* Task directions
A faithful, complete transcription of the listing is required.

________

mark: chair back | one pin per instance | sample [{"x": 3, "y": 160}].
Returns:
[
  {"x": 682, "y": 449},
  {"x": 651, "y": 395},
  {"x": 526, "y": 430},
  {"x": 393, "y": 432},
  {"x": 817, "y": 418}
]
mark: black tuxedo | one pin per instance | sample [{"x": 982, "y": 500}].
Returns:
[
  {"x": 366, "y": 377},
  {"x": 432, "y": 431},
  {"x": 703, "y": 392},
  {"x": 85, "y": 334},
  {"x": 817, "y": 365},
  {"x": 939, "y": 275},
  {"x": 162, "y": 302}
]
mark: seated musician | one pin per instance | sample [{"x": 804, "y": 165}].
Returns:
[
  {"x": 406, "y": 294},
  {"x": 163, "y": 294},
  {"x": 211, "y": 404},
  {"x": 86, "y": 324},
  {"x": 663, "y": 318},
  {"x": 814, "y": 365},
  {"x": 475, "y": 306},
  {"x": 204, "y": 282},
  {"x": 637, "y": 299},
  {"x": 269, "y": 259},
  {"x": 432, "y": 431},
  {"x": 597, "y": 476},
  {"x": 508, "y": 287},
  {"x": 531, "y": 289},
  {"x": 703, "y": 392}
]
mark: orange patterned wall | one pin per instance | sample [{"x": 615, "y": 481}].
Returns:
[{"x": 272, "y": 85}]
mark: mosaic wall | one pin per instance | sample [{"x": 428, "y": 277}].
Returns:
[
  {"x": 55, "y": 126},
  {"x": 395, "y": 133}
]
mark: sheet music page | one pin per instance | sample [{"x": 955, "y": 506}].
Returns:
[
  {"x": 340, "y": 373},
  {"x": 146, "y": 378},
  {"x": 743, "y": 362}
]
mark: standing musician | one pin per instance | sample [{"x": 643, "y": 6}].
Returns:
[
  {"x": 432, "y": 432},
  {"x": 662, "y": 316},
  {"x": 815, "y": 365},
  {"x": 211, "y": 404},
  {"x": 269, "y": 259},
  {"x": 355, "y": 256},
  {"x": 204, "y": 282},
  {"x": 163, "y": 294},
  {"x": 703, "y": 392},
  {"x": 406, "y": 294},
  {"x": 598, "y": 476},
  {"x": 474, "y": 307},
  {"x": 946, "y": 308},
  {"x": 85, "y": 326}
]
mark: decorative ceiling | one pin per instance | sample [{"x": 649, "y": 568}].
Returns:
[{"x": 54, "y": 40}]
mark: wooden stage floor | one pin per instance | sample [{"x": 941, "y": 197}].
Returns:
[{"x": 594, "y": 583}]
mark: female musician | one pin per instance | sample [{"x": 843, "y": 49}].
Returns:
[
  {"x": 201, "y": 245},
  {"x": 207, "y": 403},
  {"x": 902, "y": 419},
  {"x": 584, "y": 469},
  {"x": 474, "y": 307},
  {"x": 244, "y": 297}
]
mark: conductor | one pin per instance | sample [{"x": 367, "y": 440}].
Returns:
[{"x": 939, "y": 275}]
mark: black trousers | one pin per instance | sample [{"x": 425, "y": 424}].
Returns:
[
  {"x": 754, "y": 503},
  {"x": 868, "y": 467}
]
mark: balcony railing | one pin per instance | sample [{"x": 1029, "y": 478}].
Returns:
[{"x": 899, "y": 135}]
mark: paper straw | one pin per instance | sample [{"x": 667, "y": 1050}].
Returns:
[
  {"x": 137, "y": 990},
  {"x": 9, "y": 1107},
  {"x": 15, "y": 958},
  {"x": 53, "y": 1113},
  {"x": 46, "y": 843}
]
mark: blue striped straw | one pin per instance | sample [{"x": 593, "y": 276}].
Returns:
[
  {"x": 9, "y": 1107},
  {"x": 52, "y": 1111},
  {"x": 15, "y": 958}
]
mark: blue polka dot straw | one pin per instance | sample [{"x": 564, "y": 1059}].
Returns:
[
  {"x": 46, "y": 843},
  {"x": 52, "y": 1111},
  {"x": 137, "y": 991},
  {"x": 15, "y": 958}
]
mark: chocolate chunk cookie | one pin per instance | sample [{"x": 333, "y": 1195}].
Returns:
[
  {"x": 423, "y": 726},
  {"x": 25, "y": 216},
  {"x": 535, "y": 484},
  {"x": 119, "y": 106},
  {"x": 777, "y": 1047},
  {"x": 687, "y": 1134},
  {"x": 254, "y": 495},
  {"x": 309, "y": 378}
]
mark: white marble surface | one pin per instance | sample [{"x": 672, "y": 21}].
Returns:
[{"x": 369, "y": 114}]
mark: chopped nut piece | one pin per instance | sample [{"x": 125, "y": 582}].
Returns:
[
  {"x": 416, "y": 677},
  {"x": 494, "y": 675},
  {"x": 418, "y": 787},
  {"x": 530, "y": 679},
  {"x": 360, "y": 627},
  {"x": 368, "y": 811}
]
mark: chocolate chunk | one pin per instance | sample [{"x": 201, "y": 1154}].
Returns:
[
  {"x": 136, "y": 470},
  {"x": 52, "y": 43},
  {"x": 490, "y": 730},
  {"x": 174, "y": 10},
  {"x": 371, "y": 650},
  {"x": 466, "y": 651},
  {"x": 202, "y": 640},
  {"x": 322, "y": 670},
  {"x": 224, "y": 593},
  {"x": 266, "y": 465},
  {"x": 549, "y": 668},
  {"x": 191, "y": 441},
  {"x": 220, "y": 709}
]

________

* Task solution
mark: chair back | one pin per instance | sample [{"x": 3, "y": 160}].
Returns:
[
  {"x": 682, "y": 449},
  {"x": 651, "y": 395},
  {"x": 526, "y": 430},
  {"x": 393, "y": 432},
  {"x": 817, "y": 418}
]
mark: black tuxedo | one pin per instance | sample [{"x": 982, "y": 500}].
Returns:
[
  {"x": 366, "y": 377},
  {"x": 432, "y": 431},
  {"x": 703, "y": 392},
  {"x": 85, "y": 334},
  {"x": 817, "y": 365},
  {"x": 939, "y": 275},
  {"x": 162, "y": 302}
]
mark: seated musician | one pin per instance | sample [{"x": 804, "y": 165}].
Returns:
[
  {"x": 406, "y": 294},
  {"x": 163, "y": 294},
  {"x": 211, "y": 404},
  {"x": 86, "y": 324},
  {"x": 663, "y": 318},
  {"x": 814, "y": 365},
  {"x": 475, "y": 306},
  {"x": 204, "y": 282},
  {"x": 637, "y": 299},
  {"x": 269, "y": 259},
  {"x": 432, "y": 431},
  {"x": 597, "y": 476},
  {"x": 508, "y": 287},
  {"x": 531, "y": 289},
  {"x": 703, "y": 392}
]
mark: orange patterned wall | one pin per instance | sample [{"x": 615, "y": 481}].
Returns:
[{"x": 272, "y": 85}]
mark: mosaic wall | one pin per instance | sample [{"x": 428, "y": 277}].
Returns:
[
  {"x": 55, "y": 126},
  {"x": 395, "y": 133}
]
mark: sheet music page | one pin per instance | sample [{"x": 955, "y": 506}].
Returns:
[
  {"x": 340, "y": 373},
  {"x": 146, "y": 378},
  {"x": 743, "y": 362}
]
mark: standing musician | one pin per instance | sample [{"x": 643, "y": 6}].
Returns:
[
  {"x": 432, "y": 432},
  {"x": 662, "y": 316},
  {"x": 815, "y": 365},
  {"x": 211, "y": 404},
  {"x": 269, "y": 259},
  {"x": 355, "y": 256},
  {"x": 204, "y": 282},
  {"x": 163, "y": 294},
  {"x": 703, "y": 392},
  {"x": 406, "y": 294},
  {"x": 598, "y": 476},
  {"x": 474, "y": 307},
  {"x": 946, "y": 308},
  {"x": 85, "y": 326}
]
mark: decorative ceiling | one pin per instance | sample [{"x": 649, "y": 568}].
Returns:
[{"x": 54, "y": 40}]
mark: wooden stage floor | one pin per instance | sample [{"x": 941, "y": 197}].
Returns:
[{"x": 594, "y": 583}]
mark: female musician | one pin per instance | sample [{"x": 843, "y": 49}].
Returns:
[
  {"x": 201, "y": 245},
  {"x": 207, "y": 403},
  {"x": 902, "y": 419},
  {"x": 584, "y": 469},
  {"x": 474, "y": 307},
  {"x": 244, "y": 297}
]
mark: conductor | one pin per instance | sample [{"x": 367, "y": 440}].
Returns:
[{"x": 939, "y": 275}]
mark: black trousers | one pin per instance | sample [{"x": 425, "y": 424}].
Returns:
[
  {"x": 754, "y": 503},
  {"x": 868, "y": 467}
]
mark: balcony railing | one pin per instance | sample [{"x": 1029, "y": 478}].
Returns:
[{"x": 899, "y": 135}]
mark: paper straw | one pin per instance | sample [{"x": 667, "y": 1050}].
Returns:
[
  {"x": 137, "y": 990},
  {"x": 9, "y": 1107},
  {"x": 15, "y": 958},
  {"x": 53, "y": 1113},
  {"x": 46, "y": 843}
]
mark: blue striped straw | one pin per instance | sample [{"x": 593, "y": 276}].
Returns:
[
  {"x": 9, "y": 1107},
  {"x": 52, "y": 1111},
  {"x": 15, "y": 958}
]
mark: blue polka dot straw | one pin per instance | sample [{"x": 564, "y": 1059}].
Returns:
[
  {"x": 46, "y": 843},
  {"x": 52, "y": 1111},
  {"x": 137, "y": 991},
  {"x": 15, "y": 958}
]
mark: chocolate chunk cookie | one pin per instance | sample [{"x": 333, "y": 1195}].
Returns:
[
  {"x": 423, "y": 726},
  {"x": 25, "y": 216},
  {"x": 535, "y": 484},
  {"x": 119, "y": 106},
  {"x": 777, "y": 1047},
  {"x": 687, "y": 1134},
  {"x": 254, "y": 495},
  {"x": 309, "y": 378}
]
mark: white marble surface | one pin per instance | sample [{"x": 672, "y": 21}].
Returns:
[{"x": 369, "y": 114}]
mark: chopped nut piece | one pin per instance | sample [{"x": 125, "y": 582}].
Returns:
[
  {"x": 416, "y": 677},
  {"x": 494, "y": 675},
  {"x": 418, "y": 787},
  {"x": 530, "y": 679},
  {"x": 360, "y": 627},
  {"x": 368, "y": 811}
]
mark: chocolate chunk | one pin per instance | sample [{"x": 201, "y": 1154}].
Returns:
[
  {"x": 136, "y": 470},
  {"x": 52, "y": 43},
  {"x": 490, "y": 730},
  {"x": 174, "y": 10},
  {"x": 371, "y": 650},
  {"x": 466, "y": 651},
  {"x": 202, "y": 640},
  {"x": 322, "y": 670},
  {"x": 224, "y": 593},
  {"x": 266, "y": 465},
  {"x": 549, "y": 668},
  {"x": 191, "y": 441},
  {"x": 220, "y": 709}
]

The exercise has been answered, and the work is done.